▶ **To-do list**
- A) Print the section of the polishing class announcement starting at "Machine Polishing Beginners" and ending at "of the day.".
- B) Proceed with the polishing class announcement, writing on from the last sentence shown.

# Defined Details – Scotland class (August)



## caledonia (Sep 13, 2008)

*Defined Details - Scotland class (August)*

We are proud to announce a further classes to be held in our Glasgow studio. This class will be a beginners introduction to both the DA and rotary. The classes will be held on the weekend of the 4th & 5th of August at 10am. (Saturday & Sunday). We are located in the Cambulang area of Glasgow 
Both machines will be covered on the day - you will spend the majority of the day working on the machine of your choice and then have the opportunity to spend some time on the other type of machine as well, giving you experience of both! Full details of the class contents are given below

The classes this year will cost £55 per head.

The classes will start at 10am and will finish in the late afternoon / early evening: we won't put an exact time on finishing as we aim for a relaxed an enjoyable day where we can spend as much time going over things as is required. Full details of locations, times, and the all important lunch arrangements will be PMd to you in advance of the class after signing up.

To sign up for a class, simply post up below your name and the class you would like to attend and I will add your name to the reserve list. Once payment is received you will be forwarded on to the main list and your place on the day confirmed. Please note that places on the main list are added on a first come, first served basis as far as payments go. So please be aware of this to save disappointments. We are limiting the classes to a maximum of 6.

These classes are very much hands on. As we feel this it is the only way to learn and master machine polishing and we also restrict these classes to a 6 to 1 ratio. This is to give people on the class as much time as they require and also benefit from the advice from the tutors on the day. So please do not turn up with your 3 pieces on

Machine Polishing Beginners Class

Building on the success of these classes over the last 4 years We are once again proud to offer up place to all members on Dw and other forums. Since the early day of 2009. These classes have grown and changed with the ever changing market. We aim to stay one step ahead of the game. So the members can benefit from different techniques and ways to get the best out of the day.

This class is designed to introduce you to machine polishing, both by DA and rotary (with a focus on the machine of your choice), starting from the basics. No prior knowledge is assumed! The class covers the basics of paint correction in theory, then machine control in practice, paint assessment, choosing pads and polishes, paint correction, refining and final assessment, introduction to severe correction (compounding), filling, paintwork protection. The aim is to introduce you to the skills and techniques required to produce top class finishes.

Entries for location identification:
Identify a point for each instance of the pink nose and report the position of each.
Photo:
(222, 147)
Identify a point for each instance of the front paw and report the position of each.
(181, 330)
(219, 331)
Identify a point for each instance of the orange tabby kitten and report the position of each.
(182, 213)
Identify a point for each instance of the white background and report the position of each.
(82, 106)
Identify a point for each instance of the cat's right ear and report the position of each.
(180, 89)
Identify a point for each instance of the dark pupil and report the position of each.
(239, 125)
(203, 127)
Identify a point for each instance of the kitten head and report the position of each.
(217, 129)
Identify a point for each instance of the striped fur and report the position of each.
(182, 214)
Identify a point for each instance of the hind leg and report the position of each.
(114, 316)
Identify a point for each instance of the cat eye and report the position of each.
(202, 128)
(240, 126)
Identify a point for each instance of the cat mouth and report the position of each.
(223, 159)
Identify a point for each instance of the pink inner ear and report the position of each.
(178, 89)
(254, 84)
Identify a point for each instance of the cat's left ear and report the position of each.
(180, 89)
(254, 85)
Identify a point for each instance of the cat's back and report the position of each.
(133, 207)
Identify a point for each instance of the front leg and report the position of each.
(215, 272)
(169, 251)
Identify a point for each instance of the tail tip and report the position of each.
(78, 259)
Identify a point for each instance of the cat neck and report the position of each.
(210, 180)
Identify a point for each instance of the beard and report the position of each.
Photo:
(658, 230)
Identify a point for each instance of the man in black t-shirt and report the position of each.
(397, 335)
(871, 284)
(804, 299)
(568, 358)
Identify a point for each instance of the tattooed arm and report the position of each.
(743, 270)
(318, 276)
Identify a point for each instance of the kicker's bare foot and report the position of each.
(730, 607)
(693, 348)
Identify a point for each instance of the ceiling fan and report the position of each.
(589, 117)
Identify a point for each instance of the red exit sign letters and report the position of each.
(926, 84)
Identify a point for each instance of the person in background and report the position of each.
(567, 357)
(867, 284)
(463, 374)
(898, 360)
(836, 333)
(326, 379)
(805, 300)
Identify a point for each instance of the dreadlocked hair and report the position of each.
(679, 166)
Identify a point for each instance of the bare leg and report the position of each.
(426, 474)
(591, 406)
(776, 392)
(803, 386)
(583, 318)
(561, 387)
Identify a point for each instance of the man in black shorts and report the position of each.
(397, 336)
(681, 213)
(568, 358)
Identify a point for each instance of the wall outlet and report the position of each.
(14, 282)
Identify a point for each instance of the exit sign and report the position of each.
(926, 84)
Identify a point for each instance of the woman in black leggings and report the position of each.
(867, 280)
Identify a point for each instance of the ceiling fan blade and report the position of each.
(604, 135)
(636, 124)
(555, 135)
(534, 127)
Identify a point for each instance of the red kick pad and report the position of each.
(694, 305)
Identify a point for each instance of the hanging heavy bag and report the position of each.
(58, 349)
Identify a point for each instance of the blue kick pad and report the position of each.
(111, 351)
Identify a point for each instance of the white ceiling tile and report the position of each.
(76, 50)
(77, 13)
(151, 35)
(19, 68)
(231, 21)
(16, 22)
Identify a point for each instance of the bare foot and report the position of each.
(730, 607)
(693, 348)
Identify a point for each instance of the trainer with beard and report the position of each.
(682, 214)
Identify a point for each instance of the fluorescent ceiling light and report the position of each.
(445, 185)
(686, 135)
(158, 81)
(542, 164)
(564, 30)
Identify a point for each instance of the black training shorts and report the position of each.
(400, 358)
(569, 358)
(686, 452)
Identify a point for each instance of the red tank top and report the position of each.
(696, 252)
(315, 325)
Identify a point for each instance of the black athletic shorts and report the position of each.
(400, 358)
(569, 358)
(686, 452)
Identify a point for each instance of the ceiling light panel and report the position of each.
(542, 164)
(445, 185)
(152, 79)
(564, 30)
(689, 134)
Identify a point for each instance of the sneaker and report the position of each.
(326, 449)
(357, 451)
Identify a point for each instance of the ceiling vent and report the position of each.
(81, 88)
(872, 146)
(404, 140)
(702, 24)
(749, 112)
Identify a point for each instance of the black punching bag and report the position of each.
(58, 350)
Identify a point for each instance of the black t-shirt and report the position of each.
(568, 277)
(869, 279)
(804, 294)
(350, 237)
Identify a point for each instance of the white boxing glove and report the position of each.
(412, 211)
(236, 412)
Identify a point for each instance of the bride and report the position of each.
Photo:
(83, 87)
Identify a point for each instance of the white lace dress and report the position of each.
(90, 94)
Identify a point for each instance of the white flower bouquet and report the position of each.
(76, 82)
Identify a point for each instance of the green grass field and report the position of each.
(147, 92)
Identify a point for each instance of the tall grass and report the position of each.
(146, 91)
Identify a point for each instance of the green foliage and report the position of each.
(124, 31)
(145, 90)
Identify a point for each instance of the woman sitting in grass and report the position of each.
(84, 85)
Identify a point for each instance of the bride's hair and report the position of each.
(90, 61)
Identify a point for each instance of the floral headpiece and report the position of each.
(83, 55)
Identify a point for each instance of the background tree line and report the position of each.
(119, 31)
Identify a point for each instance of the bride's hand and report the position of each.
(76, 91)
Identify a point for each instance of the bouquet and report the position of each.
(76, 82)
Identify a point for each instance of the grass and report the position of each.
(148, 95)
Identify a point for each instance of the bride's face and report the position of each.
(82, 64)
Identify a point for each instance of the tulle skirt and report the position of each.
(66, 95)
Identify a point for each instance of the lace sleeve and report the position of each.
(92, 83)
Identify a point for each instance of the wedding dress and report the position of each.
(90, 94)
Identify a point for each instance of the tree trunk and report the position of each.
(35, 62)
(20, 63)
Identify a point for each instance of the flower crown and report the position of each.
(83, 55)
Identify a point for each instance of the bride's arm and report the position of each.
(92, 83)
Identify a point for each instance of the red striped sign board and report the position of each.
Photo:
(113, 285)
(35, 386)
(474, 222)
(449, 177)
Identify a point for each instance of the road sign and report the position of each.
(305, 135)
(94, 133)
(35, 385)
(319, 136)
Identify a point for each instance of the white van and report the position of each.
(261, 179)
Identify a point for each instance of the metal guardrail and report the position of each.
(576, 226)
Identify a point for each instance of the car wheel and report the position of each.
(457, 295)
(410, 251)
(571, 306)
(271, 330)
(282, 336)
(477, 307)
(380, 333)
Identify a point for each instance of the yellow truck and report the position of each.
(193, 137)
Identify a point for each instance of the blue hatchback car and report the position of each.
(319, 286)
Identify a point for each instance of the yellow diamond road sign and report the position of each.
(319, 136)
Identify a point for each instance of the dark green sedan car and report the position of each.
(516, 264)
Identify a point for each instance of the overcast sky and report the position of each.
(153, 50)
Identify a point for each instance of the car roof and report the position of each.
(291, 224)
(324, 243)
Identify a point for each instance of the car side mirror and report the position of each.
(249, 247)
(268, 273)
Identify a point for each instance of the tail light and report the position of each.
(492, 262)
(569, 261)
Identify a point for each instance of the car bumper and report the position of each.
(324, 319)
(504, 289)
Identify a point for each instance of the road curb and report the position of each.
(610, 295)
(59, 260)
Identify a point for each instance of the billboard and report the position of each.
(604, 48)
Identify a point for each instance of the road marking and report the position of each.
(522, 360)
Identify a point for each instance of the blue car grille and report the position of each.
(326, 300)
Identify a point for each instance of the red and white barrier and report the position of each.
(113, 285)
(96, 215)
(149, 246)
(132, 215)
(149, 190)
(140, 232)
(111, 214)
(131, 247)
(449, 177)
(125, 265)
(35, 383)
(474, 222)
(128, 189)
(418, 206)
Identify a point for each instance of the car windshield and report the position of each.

▶ **Results in order**
- A)
Machine Polishing Beginners Class

Building on the success of these classes over the last 4 years We are once again proud to offer up place to all members on Dw and other forums. Since the early day of 2009. These classes have grown and changed with the ever changing market. We aim to stay one step ahead of the game. So the members can benefit from different techniques and ways to get the best out of the day.

- B)
The class is ideal if you are new to machine polishing and looking to get into it and learn the basic skills needed to make your car's paintwork look its best. If you are contemplating machine polishing and wondering what benefits it can have for your car this class will show you what can be achieved. Plus you will get the opportunity to try out several different machines (Kestral DAS-6, DAS - 6 Pro, Meguiars G220, Makita 9227CB, Festool RAP-150, Festool RAP-80, Flex 3401, 3M Rotary & the new G220 V2), pads and polishes so if you have not yet bought your machine polishing kit, try out the machines and products and see what work for you best before you invest!

The day will be rounded off with an opportunity to put everything you have learned and practiced to the test in a fun competition (which is opt-out if you don't want to take part, but where's the fun in that?!). A region of the car will be damaged with swirls. You will have to assess the paint finish, measure its thicknesses, and correct the paint to a level you feel happy with safely. We are not looking for full correction, we will be looking for the best results in the safest way to the long term life of the paint. So you'll have to assess the paint and justify your choices. And of course, produce the finish! Its all for fun, but also serves to put into practice everything you've learned on the day.
We look forward to seeing you on the day and hope you benefit from all the experience on hand.
Gordon.​Names will be added and once pms are sent out and payments are confirmed. You will be confirmed on the day and your name will appear in Blue. Confirmation is on a first come first served basis.

Saturday the 4th August

1. PLIMPIXConditions
2. Chris HerdmanCondition
3. Ravinder
4. Furrymunkee
5. Reserved by PlimpixConditions
6.Orangeross
Reserve places.
1.
2.
3.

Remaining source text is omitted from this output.